PROBLEM SET —
• 1. Please repeat the page on Berkeley Changemaker courses between "About Berkeley Changemaker" and "Change We Seek.", inclusive, switching "Connector" to "Bridge".
• 2. Answer these questions from the page on Berkeley Changemaker courses, each in a word or short phrase:
(a) What is the amount of the course-design stipend?
(b) Into how many parts is the gateway "Course 12" organized?
(c) Which three BC content pillars do redesigned courses link to?
• 3. Turn the paragraph in the page on Berkeley Changemaker courses that begins "The course-design stipend and the teaching appointment" into a bulleted list that keeps its main facts.

SELECTION —
____________

About Berkeley Changemaker Connector Courses
Connector courses fall into three categories:
New Courses:
These are custom-built for the Berkeley Changemaker (BC) and offer deep dives within a single discipline (e.g. Becoming a Changemaker in Public Health) or that utilize BC concepts to offer a multidisciplinary (or pan-professional) perspective on changemaking (e.g. Berkeley Changemaker: Philosophy and Values). An example is: Berkeley Changemaker®: Writing the Change We Seek.
Redesigns:
Existing courses whose curriculum is revised to link tightly with BC content pillars (critical thinking/collaboration/communication) to also include a changemaker experience/project.
Practicums:
Existing courses, whose curriculum references BC concepts, to which a one-unit practicum is added that both explores BC concepts in greater detail and includes a changemaker project/experience. An example is: Berkeley Changemaker®: Topics in International Ethics.
Guiding Questions: Further Defining BC Connectors
Most fundamentally: Does the course incorporate i) critical thinking, ii) communication/storytelling, and iii) teamwork/collaboration in the process of creation/innovation and/or problem solving?
Also important: Does the course include an experiential component where students plan and design an action that makes change/impacts others? Does the course emphasize the role of empathy and community in providing a path for translating theory/analysis/plans into action?
Fine Print
The course-design stipend and the teaching appointment awards are flexible in how they are allocated. Based upon the instructor’s preference, the $10,000 stipend could be received as a general grant, or specifically to augment a research budget, or even to partially fund a graduate student. The teaching appointment could – based on departmental and instructor approval – be taught on overload, be a part of normal course credit through a department, or be compensated via summer support.
Background
Berkeley Changemaker courses are built from foundations in three areas of student development:
Critical Thinking:
- How to select and frame a problem that matters
- How to ask the right questions, form hypotheses, design experiments, and listen with empathy
- How to craft a strong approach/solution
Communicating:
- Public speaking and presentation
- Analytical writing
- Building trust and connection
Collaboration:
- Working on a project team
- Working across boundaries
- Diversity as an asset
The Berkeley Changemaker gateway “Course 12” is organized in four parts:
Part 1: You are a Berkeley Changemaker
Purpose: Shifting mindsets to see yourself as a leader.
Part 2: Changemaking as Questioning
Purpose: See more clearly what needs to change/what questions to ask, what
hypotheses should be tested, and what experiments need to be run.
Part 3: Changemaking Together
Purpose: Learning how to work with and through other people to effect change.
Part 4: Changemaking in Practice
Purpose: Discovery Experiences — Discovering how to turn ideas into action.
Qualitative assessment of learning outcomes from BC courses show that students leave these courses with a heightened sense of community, belonging, and creativity.

____________

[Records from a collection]
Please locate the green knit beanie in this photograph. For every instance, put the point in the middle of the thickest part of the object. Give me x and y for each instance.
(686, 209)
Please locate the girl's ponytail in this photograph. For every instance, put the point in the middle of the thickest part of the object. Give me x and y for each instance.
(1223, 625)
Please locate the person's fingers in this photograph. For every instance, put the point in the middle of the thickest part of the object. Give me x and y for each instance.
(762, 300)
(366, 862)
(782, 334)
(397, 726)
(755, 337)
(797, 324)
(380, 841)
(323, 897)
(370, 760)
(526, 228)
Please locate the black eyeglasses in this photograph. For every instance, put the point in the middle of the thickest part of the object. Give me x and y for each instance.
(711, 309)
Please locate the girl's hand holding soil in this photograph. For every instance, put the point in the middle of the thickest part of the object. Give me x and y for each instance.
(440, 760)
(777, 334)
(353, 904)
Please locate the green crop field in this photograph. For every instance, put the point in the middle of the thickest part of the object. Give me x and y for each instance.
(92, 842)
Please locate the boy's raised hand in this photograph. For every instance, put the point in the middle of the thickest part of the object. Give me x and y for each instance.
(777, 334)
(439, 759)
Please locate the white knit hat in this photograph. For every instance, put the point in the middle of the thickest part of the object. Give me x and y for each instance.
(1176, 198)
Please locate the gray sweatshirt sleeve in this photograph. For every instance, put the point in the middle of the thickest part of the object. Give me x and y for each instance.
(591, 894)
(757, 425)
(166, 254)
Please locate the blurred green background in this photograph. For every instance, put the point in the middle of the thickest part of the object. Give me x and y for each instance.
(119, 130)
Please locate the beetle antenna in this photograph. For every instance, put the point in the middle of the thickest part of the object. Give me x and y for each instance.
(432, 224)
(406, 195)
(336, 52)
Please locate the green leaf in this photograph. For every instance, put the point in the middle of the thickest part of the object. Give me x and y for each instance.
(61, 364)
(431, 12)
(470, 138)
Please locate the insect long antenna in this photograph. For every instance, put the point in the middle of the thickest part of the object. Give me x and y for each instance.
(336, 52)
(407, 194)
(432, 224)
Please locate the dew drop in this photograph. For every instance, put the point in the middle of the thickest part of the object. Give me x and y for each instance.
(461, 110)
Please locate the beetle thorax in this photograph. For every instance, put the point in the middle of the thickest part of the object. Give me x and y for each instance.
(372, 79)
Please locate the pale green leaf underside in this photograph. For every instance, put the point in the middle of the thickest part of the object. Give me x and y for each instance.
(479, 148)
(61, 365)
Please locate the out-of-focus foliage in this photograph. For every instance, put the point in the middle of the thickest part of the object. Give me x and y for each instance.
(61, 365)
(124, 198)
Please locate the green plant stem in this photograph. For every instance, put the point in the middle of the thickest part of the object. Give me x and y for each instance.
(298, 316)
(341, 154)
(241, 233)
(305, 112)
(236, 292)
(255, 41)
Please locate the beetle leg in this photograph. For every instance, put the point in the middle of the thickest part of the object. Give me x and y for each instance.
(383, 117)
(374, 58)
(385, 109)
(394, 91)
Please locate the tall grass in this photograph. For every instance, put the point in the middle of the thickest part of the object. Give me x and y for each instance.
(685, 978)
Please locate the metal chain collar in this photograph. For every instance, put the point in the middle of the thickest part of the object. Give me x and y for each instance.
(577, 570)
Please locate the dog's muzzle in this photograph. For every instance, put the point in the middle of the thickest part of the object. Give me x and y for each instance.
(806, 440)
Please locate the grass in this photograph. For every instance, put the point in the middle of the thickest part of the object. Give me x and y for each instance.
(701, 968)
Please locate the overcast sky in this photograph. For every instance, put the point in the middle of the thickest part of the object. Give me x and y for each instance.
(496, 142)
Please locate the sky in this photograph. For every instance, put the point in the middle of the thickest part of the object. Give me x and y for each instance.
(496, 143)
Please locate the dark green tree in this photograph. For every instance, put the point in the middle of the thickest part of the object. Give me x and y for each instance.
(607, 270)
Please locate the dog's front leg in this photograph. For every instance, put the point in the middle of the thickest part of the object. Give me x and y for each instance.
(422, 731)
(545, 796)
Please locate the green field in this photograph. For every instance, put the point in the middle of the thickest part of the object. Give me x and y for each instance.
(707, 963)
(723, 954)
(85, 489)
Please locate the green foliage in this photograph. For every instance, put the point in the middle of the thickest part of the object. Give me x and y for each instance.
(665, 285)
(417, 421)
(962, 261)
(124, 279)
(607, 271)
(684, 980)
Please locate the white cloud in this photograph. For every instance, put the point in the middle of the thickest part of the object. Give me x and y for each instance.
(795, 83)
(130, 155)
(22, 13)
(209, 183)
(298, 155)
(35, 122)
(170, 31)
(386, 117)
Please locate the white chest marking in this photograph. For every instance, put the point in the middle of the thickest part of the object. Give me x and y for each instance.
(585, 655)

____________

ANSWERS —
• 1.
About Berkeley Changemaker Bridge Courses
Bridge courses fall into three categories:
New Courses:
These are custom-built for the Berkeley Changemaker (BC) and offer deep dives within a single discipline (e.g. Becoming a Changemaker in Public Health) or that utilize BC concepts to offer a multidisciplinary (or pan-professional) perspective on changemaking (e.g. Berkeley Changemaker: Philosophy and Values). An example is: Berkeley Changemaker®: Writing the Change We Seek.

• 2.
(a) $10,000
(b) Four
(c) Critical thinking, collaboration, and communication

• 3.
- The course-design stipend and the teaching appointment awards can be allocated flexibly.
- Depending on the instructor's preference, the $10,000 stipend can be:
  - received as a general grant
  - used to augment a research budget
  - used to partially fund a graduate student
- With departmental and instructor approval, the teaching appointment can be:
  - taught on overload
  - part of normal course credit through a department
  - compensated via summer support